» What to work on
Print all the records exactly, please.

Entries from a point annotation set
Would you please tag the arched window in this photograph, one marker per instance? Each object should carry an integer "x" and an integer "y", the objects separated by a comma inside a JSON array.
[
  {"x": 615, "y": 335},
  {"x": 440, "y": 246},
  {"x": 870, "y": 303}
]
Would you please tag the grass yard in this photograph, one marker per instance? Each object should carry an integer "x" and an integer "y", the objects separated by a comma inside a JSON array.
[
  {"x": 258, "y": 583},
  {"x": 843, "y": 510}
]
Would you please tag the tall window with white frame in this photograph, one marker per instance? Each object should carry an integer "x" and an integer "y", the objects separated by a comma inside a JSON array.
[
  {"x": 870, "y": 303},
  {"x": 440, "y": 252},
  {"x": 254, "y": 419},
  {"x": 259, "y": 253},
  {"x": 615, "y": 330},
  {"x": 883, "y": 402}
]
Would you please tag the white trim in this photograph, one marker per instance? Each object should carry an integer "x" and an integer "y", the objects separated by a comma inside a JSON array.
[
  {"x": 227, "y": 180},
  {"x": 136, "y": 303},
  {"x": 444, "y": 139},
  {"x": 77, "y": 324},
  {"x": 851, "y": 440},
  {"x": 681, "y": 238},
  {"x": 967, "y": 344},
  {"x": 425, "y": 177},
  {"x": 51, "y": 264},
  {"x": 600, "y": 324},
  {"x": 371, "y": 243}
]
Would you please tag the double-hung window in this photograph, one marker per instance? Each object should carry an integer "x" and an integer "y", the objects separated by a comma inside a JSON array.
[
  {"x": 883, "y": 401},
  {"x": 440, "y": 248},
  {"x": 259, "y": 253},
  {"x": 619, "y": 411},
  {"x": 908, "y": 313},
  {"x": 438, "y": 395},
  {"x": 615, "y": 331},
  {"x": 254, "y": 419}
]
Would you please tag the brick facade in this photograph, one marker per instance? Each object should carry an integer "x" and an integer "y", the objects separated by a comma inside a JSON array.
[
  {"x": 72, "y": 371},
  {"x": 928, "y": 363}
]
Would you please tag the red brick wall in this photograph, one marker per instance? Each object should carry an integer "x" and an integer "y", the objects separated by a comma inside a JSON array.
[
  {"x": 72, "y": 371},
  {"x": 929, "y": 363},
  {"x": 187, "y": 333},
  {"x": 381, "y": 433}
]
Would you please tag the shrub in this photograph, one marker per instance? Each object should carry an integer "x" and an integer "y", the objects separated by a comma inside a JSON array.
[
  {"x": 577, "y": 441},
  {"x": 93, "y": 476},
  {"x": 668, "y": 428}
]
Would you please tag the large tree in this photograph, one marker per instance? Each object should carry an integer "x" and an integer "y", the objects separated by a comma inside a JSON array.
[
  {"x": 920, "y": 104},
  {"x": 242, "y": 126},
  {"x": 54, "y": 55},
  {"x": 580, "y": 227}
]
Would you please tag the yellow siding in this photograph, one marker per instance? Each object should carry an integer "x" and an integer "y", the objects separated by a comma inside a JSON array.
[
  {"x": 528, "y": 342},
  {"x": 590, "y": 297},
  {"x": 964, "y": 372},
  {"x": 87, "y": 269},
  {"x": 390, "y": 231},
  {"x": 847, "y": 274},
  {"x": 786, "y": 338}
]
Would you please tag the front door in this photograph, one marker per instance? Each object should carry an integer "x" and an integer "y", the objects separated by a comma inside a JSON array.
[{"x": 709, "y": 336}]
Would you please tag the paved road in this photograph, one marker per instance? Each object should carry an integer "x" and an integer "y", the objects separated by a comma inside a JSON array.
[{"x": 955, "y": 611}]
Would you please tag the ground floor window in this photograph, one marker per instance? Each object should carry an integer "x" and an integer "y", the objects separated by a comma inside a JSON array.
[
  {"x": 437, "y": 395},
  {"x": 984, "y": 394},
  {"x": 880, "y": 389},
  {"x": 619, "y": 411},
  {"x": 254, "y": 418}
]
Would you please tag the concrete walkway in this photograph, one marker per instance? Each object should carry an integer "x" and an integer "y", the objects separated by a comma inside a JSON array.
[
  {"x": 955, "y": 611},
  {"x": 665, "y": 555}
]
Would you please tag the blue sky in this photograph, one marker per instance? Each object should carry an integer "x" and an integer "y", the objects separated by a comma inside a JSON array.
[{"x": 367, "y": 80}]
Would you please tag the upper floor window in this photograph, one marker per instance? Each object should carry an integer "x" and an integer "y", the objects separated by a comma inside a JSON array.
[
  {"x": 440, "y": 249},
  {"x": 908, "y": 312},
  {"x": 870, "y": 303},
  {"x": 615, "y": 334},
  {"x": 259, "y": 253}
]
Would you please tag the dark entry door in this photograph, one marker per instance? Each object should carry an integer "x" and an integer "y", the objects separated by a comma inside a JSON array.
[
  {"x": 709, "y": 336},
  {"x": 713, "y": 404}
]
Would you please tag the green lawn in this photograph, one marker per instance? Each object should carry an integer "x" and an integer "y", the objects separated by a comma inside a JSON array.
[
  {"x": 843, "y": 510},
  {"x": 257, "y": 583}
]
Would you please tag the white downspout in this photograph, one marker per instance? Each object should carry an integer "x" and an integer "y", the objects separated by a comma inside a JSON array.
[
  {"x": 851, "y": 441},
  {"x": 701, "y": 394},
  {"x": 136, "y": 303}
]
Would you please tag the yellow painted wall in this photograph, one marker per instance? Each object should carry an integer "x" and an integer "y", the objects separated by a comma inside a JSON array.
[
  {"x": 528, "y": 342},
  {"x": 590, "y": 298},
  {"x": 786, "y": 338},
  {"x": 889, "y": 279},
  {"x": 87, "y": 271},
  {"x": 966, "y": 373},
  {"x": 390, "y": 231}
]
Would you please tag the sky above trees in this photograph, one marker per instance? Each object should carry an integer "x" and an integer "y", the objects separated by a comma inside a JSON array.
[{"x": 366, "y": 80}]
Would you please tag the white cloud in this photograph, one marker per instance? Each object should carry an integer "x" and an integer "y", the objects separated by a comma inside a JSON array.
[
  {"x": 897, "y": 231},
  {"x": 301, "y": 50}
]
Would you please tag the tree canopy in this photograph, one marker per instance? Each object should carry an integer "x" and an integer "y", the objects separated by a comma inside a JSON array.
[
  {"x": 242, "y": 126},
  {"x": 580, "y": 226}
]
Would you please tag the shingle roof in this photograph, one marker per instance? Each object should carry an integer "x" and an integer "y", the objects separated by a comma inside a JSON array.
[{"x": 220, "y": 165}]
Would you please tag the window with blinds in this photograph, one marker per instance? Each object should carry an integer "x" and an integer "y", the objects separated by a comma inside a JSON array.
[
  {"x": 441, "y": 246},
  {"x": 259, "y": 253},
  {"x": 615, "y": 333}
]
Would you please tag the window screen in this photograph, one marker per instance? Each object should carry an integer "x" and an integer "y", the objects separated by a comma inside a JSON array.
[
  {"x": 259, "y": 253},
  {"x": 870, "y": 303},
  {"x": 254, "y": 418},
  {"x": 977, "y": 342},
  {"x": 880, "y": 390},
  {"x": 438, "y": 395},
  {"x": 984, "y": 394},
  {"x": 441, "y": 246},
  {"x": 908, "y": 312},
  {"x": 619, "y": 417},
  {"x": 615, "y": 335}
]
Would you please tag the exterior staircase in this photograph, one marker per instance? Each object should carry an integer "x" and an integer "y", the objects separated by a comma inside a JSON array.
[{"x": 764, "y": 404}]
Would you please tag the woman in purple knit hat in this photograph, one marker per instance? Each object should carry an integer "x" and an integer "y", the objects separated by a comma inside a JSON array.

» Reply
Would you please tag the arched window in this photograph, one marker per instance? Each object should carry an integer "x" and an integer "y", the objects separated by a comma inside a JSON array.
[
  {"x": 615, "y": 335},
  {"x": 440, "y": 246},
  {"x": 870, "y": 303}
]
Would you please tag the grass yard in this photograph, one marker per instance? Each object should carry an integer "x" and an integer "y", the objects separated by a comma inside a JSON array.
[
  {"x": 258, "y": 583},
  {"x": 843, "y": 510}
]
Would you please tag the tall window with white frame in this photograph, one marker per instance? Each object should carry an integer "x" and an integer "y", the objects separated by a comma inside a JSON array.
[
  {"x": 870, "y": 303},
  {"x": 440, "y": 252},
  {"x": 254, "y": 419},
  {"x": 259, "y": 253},
  {"x": 615, "y": 330},
  {"x": 883, "y": 402}
]
Would you please tag the white trim in this photograph, one marker per instance? Each object should carry an integer "x" and an integer "y", the objects separated by a comma inside a JSON array.
[
  {"x": 227, "y": 180},
  {"x": 136, "y": 303},
  {"x": 444, "y": 139},
  {"x": 77, "y": 324},
  {"x": 851, "y": 440},
  {"x": 681, "y": 238},
  {"x": 967, "y": 344},
  {"x": 425, "y": 177},
  {"x": 51, "y": 264},
  {"x": 600, "y": 324},
  {"x": 371, "y": 243}
]
Would you please tag the double-hung window in this photograph, one marker per instance? Each object should carry an integer "x" and an integer "y", the objects separated by a comma inside a JSON array.
[
  {"x": 883, "y": 401},
  {"x": 440, "y": 248},
  {"x": 259, "y": 253},
  {"x": 619, "y": 411},
  {"x": 908, "y": 313},
  {"x": 438, "y": 395},
  {"x": 615, "y": 331},
  {"x": 254, "y": 419}
]
Would you please tag the brick facade in this photograph, one marker per instance? Each object should carry an integer "x" and an integer "y", the objects separated by a comma inside a JSON array.
[
  {"x": 72, "y": 371},
  {"x": 928, "y": 363}
]
Would you please tag the red brick wall in this photograph, one marker per instance? Each object should carry an integer "x" and an integer "y", the objects separated by a comma inside a JSON array.
[
  {"x": 72, "y": 371},
  {"x": 929, "y": 363},
  {"x": 187, "y": 333},
  {"x": 381, "y": 433}
]
Would you please tag the shrub in this photograph, one marker per instance? Each object should carry an integer "x" and an integer "y", the objects separated by a comma inside a JSON array.
[
  {"x": 577, "y": 441},
  {"x": 93, "y": 476},
  {"x": 668, "y": 428}
]
Would you please tag the large tree in this photograph, one marker per instance? Each object should carry an integer "x" and an integer "y", the objects separated by a comma inside a JSON array.
[
  {"x": 920, "y": 104},
  {"x": 242, "y": 126},
  {"x": 54, "y": 55},
  {"x": 580, "y": 227}
]
Would you please tag the yellow siding in this photograph, one marker per instance? Each object should carry an integer "x" and an integer "y", the objects separated by a comma inside a JSON array.
[
  {"x": 528, "y": 342},
  {"x": 590, "y": 297},
  {"x": 964, "y": 372},
  {"x": 87, "y": 269},
  {"x": 390, "y": 231},
  {"x": 847, "y": 274},
  {"x": 786, "y": 338}
]
Would you please tag the front door in this photograph, one marker per instance? Each object should carry an integer "x" and an integer "y", the objects separated by a comma inside a JSON array.
[{"x": 709, "y": 336}]
Would you please tag the paved road in this photograph, one marker per instance? Each object should carry an integer "x" and an integer "y", the objects separated by a comma inside a JSON array.
[{"x": 955, "y": 611}]
Would you please tag the ground floor window in this photograph, one marker per instance? Each object should carry an integer "x" and an integer "y", the objects separated by a comma inside a JSON array.
[
  {"x": 437, "y": 395},
  {"x": 984, "y": 394},
  {"x": 880, "y": 389},
  {"x": 619, "y": 411},
  {"x": 254, "y": 418}
]
Would you please tag the concrete walkway in this photograph, one marker per instance? Each object should carry an integer "x" and an integer "y", the objects separated by a comma inside a JSON array.
[
  {"x": 955, "y": 611},
  {"x": 665, "y": 555}
]
Would you please tag the blue sky in this photograph, one marker per instance? Each object should carry an integer "x" and an integer "y", the objects separated by a comma inside a JSON array.
[{"x": 367, "y": 80}]
Would you please tag the upper floor window in this photograph, one marker per instance? Each object should carry an integer "x" and an integer "y", the objects separated by a comma inside a JSON array.
[
  {"x": 440, "y": 249},
  {"x": 908, "y": 312},
  {"x": 870, "y": 303},
  {"x": 615, "y": 334},
  {"x": 259, "y": 253}
]
Would you please tag the dark entry door in this photograph, one marker per instance? Each object should carry an integer "x" and an integer "y", the objects separated by a comma inside a JSON array.
[
  {"x": 709, "y": 336},
  {"x": 713, "y": 404}
]
Would you please tag the green lawn in this photograph, one marker per instance? Each object should carry an integer "x" and an integer "y", the objects separated by a comma inside a JSON array.
[
  {"x": 843, "y": 510},
  {"x": 257, "y": 583}
]
Would you please tag the white downspout in this photograph, one marker per instance? Each object should carry an integer "x" and an integer "y", the objects separated by a comma inside a JSON array.
[
  {"x": 851, "y": 441},
  {"x": 701, "y": 394},
  {"x": 136, "y": 303}
]
Would you please tag the yellow painted wall in this photograph, one marker per instance? Each object should carry an integer "x" and an integer "y", the objects separated by a comma inside a JSON array.
[
  {"x": 528, "y": 342},
  {"x": 590, "y": 298},
  {"x": 786, "y": 338},
  {"x": 889, "y": 279},
  {"x": 87, "y": 271},
  {"x": 966, "y": 373},
  {"x": 390, "y": 231}
]
Would you please tag the sky above trees in this photograph, one marker per instance? Each object should carry an integer "x" and an integer "y", the objects separated by a comma inside a JSON array.
[{"x": 366, "y": 80}]
Would you please tag the white cloud in this photograph, one marker per instance? Each object should carry an integer "x" and an integer "y", the objects separated by a comma inside a JSON array.
[
  {"x": 897, "y": 231},
  {"x": 301, "y": 50}
]
Would you please tag the tree canopy in this photograph, one marker per instance? Each object should carry an integer "x" and an integer "y", the objects separated by a comma inside a JSON array.
[
  {"x": 242, "y": 126},
  {"x": 580, "y": 226}
]
Would you please tag the shingle roof in this photograph, one marker per instance? Each object should carry an integer "x" and an integer "y", the objects separated by a comma inside a JSON array.
[{"x": 220, "y": 165}]
Would you please tag the window with blinds in this photograph, one marker per instance? Each object should carry an integer "x" and an integer "y", the objects separated by a comma inside a JSON array.
[
  {"x": 441, "y": 246},
  {"x": 259, "y": 253},
  {"x": 615, "y": 333}
]
Would you please tag the window screen in this photograph, one marker per instance? Each object should carry an integer "x" and an integer "y", the objects separated by a comma inside a JSON array.
[
  {"x": 259, "y": 253},
  {"x": 870, "y": 303},
  {"x": 254, "y": 418},
  {"x": 977, "y": 342},
  {"x": 880, "y": 390},
  {"x": 438, "y": 395},
  {"x": 984, "y": 394},
  {"x": 441, "y": 246},
  {"x": 908, "y": 312},
  {"x": 619, "y": 417},
  {"x": 615, "y": 335}
]
Would you please tag the exterior staircase in this photograph, one marker per instance? Each object should carry an integer "x" and an integer "y", the objects separated by a comma inside a JSON array.
[{"x": 764, "y": 404}]
Would you please tag the woman in purple knit hat in this photograph, one marker per instance? Each object should carry an integer "x" and an integer "y", the objects separated by a comma inside a JSON array.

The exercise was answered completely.